------ Trecho da página

“O Código de Hamurábi é um dos mais antigos documentos jurídicos
conhecidos. Baseado em antigas leis sumerianas (Código de Dungi), compunha-se de 282 artigos, 33 dos quais se
perderam devido à deterioração da coluna de pedra (basalto) onde estavam
inscritos, em caracteres cuneifórmicos. A parte superior apresenta um
baixo-relevo, que mostra o deus Sol – Chamash – protetor da justiça, entregando
as tábuas da lei a Humarábi.” (AQUINO, Rubim Santos Leão de et al. História das
sociedades: das comunidades primitivas às sociedades feudais. Rio de Janeiro:
Imperial Novo Milênio, 2008. p. 173.)
Alguns nomes ficam na História
por mérito. Outros, nem tanto. Um faraozinho insignificante, cuja tumba não foi
saqueada por ladrões, acaba recebendo homenagens em todos os museus importantes
do mundo, tendo sua biografia conhecida e feitos divulgados; enquanto outro,
que não teve a mesma sorte, figura apenas como um nome numa lista dinástica.

------------
------ Material

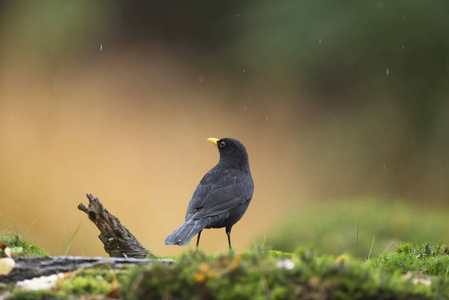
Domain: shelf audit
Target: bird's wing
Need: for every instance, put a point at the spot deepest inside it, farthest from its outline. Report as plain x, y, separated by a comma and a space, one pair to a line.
218, 192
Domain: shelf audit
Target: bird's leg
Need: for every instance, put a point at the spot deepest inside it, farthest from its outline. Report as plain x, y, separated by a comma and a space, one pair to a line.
228, 233
198, 239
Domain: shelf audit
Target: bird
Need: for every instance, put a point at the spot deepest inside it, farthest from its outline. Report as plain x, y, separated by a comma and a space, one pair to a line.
222, 196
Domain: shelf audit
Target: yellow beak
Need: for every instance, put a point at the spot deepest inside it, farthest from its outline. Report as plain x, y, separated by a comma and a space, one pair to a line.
213, 140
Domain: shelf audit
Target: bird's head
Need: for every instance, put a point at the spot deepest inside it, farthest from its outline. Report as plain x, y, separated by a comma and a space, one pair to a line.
232, 153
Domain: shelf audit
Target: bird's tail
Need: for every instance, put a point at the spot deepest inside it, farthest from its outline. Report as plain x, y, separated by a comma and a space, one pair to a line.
184, 233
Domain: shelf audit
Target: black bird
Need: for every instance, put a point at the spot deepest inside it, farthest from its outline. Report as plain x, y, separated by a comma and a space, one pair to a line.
222, 196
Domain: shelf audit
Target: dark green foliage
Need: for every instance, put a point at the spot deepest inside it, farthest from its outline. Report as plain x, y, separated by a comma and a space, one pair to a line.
332, 227
264, 275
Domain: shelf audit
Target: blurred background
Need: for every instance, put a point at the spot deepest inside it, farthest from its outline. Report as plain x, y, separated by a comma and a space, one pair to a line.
342, 106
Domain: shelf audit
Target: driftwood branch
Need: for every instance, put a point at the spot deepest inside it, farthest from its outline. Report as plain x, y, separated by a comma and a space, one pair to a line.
117, 240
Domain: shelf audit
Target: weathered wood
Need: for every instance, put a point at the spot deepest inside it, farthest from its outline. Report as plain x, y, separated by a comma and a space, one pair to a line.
116, 238
30, 267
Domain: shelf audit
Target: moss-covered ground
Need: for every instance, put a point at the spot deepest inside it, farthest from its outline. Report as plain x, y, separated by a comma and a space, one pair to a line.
413, 271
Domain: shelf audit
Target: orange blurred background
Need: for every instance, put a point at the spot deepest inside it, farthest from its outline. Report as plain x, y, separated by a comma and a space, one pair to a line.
86, 107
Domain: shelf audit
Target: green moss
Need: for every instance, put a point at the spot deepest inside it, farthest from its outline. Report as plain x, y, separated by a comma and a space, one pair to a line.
422, 258
271, 275
38, 295
332, 227
21, 247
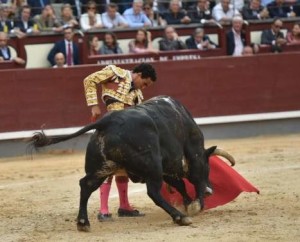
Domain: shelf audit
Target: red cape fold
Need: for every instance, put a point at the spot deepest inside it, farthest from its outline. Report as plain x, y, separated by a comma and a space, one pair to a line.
227, 184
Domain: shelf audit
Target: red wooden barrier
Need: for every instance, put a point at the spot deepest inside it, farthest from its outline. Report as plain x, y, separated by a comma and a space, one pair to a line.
208, 87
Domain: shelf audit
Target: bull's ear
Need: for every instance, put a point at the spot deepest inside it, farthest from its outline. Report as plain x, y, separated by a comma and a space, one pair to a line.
210, 150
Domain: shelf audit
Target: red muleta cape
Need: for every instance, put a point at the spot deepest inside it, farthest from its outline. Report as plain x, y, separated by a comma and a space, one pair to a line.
227, 184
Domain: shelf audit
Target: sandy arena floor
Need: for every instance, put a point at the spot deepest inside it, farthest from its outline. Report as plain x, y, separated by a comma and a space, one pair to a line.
39, 200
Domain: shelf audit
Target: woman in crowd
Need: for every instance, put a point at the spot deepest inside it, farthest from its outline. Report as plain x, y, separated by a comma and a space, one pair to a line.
67, 17
293, 37
110, 45
91, 19
47, 20
94, 45
142, 42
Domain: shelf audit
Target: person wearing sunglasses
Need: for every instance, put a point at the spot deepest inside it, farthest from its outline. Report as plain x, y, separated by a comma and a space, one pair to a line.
91, 19
274, 36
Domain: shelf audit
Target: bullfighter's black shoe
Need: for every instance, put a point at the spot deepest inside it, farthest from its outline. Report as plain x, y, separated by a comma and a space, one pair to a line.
129, 213
104, 217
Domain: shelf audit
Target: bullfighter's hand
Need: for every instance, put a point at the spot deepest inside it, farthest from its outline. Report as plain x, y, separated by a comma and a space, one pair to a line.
96, 111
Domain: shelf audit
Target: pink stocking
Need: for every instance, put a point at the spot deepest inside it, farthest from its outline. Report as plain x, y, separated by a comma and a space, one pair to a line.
104, 194
122, 185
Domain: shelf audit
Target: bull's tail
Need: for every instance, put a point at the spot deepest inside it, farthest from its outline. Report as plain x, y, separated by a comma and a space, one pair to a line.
40, 139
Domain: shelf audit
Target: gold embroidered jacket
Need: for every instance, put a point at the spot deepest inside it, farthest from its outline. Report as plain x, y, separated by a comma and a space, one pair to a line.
116, 83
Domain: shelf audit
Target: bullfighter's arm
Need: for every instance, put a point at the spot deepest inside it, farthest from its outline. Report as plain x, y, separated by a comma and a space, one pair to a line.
90, 82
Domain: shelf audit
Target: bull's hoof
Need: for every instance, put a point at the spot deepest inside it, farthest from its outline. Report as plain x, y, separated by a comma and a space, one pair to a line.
83, 226
193, 208
183, 221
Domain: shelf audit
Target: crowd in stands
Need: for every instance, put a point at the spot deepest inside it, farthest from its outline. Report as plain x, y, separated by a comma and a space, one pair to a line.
24, 17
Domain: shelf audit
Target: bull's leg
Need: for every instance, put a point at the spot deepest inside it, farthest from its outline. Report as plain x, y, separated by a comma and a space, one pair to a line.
88, 185
200, 188
179, 185
153, 190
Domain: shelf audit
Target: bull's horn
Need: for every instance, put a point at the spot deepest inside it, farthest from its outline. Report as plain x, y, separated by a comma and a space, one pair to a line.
224, 154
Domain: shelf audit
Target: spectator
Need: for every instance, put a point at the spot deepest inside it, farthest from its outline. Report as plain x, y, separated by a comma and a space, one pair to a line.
255, 11
67, 47
110, 45
201, 12
279, 9
122, 5
112, 18
171, 40
16, 7
265, 3
37, 6
77, 6
6, 25
200, 41
67, 18
24, 25
223, 12
293, 36
59, 60
238, 4
94, 45
160, 6
91, 19
5, 54
47, 20
135, 17
274, 36
175, 15
148, 10
142, 42
235, 38
247, 51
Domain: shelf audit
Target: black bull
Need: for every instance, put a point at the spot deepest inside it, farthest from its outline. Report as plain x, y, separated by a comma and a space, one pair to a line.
155, 141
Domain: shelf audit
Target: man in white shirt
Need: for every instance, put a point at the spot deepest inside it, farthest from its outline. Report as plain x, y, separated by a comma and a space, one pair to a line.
223, 12
59, 60
112, 18
5, 54
235, 39
135, 16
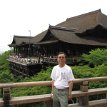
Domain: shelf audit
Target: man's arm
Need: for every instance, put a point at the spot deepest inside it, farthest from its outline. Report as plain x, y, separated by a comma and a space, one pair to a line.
52, 86
70, 83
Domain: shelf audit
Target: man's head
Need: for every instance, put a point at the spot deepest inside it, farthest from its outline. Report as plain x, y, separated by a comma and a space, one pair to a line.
61, 59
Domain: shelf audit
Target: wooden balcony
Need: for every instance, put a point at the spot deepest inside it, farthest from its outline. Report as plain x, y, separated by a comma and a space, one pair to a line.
82, 95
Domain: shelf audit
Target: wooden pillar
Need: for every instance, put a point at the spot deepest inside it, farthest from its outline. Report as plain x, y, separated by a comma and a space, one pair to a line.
6, 96
83, 100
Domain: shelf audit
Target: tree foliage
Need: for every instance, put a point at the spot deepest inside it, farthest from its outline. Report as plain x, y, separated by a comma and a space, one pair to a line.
96, 57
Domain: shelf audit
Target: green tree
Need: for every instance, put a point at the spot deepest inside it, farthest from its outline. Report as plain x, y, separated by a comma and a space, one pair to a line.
96, 57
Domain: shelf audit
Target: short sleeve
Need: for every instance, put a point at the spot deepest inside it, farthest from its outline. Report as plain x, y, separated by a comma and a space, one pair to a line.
53, 74
70, 75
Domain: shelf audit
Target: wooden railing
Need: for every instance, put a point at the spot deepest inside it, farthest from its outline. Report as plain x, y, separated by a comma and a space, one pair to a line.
82, 95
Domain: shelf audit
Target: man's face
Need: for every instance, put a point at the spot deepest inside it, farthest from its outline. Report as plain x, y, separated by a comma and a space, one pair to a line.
61, 59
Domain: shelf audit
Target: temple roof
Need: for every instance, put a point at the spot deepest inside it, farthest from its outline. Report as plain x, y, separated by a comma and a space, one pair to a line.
88, 29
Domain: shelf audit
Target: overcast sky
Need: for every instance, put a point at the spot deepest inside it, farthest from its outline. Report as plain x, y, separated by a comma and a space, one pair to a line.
17, 17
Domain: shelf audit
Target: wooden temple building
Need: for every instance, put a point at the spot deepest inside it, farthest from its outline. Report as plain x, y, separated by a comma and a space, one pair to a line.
75, 36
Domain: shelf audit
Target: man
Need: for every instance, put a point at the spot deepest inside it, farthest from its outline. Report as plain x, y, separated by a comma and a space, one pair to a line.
62, 77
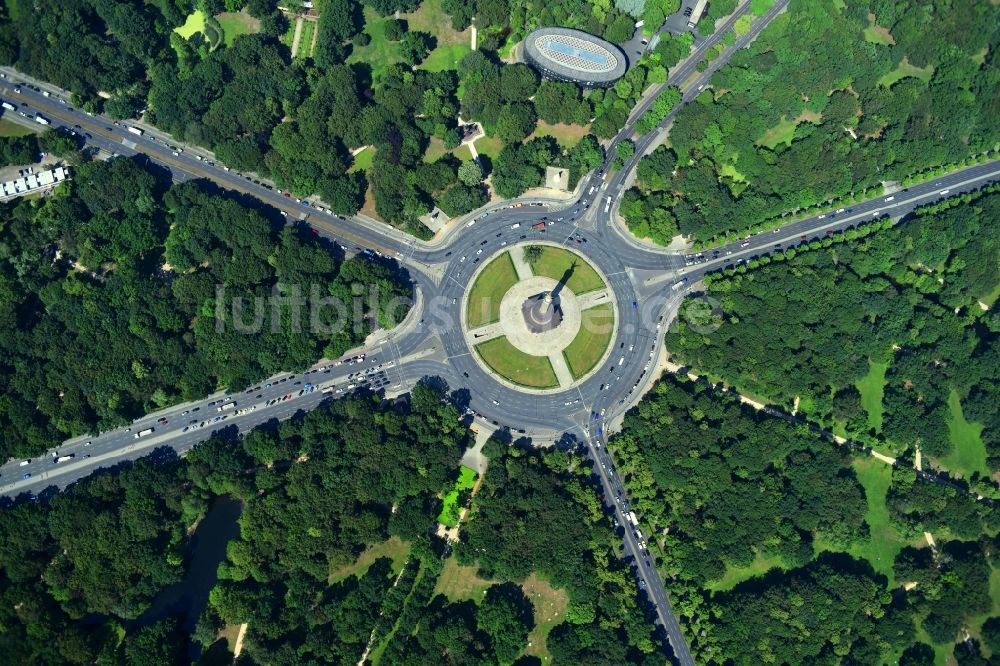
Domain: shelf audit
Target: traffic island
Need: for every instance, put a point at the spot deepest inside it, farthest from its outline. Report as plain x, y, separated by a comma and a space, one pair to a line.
539, 317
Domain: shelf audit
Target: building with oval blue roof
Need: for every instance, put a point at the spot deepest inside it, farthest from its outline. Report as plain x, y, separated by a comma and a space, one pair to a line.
572, 55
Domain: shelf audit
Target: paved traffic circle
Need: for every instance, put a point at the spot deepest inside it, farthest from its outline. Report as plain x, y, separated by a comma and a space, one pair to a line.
539, 317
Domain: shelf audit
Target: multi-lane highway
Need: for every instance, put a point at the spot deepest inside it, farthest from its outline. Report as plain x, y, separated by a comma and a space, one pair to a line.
647, 284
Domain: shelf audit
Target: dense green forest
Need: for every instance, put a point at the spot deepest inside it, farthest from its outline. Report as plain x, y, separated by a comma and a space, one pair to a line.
889, 338
118, 298
297, 120
319, 491
778, 547
828, 101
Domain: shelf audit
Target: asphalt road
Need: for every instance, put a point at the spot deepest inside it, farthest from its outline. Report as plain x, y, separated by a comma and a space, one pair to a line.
647, 284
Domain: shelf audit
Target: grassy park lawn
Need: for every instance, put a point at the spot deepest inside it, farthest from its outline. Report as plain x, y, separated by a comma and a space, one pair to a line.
8, 128
363, 160
305, 39
460, 583
884, 543
195, 23
394, 548
235, 24
554, 263
742, 26
380, 53
736, 575
566, 136
871, 387
516, 366
550, 609
590, 343
878, 35
445, 57
289, 35
970, 453
493, 282
904, 70
728, 170
449, 505
784, 131
489, 145
430, 18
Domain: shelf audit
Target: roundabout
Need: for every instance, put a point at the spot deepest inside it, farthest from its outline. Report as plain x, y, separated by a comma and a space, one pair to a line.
539, 317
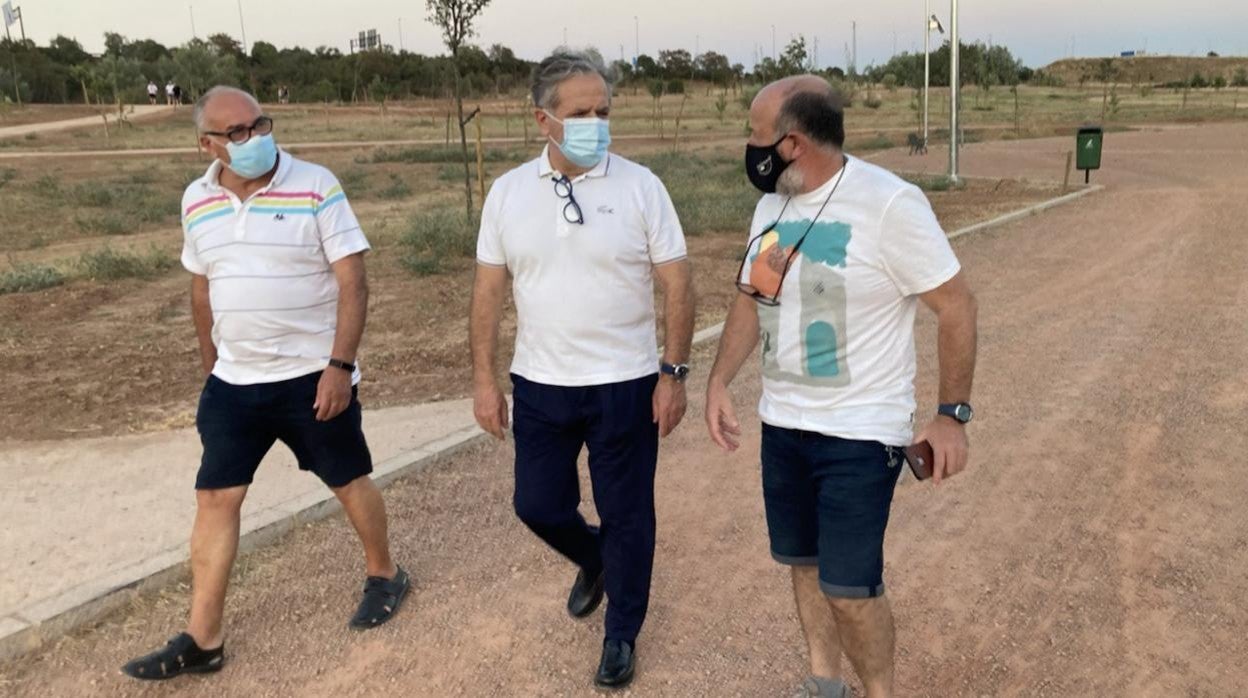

------------

#### O que se pede:
De acordo com o trecho sobre o Código de Hamurábi, de quantos artigos o código se compunha?

#### Resposta ao problema:
O código se compunha de 282 artigos.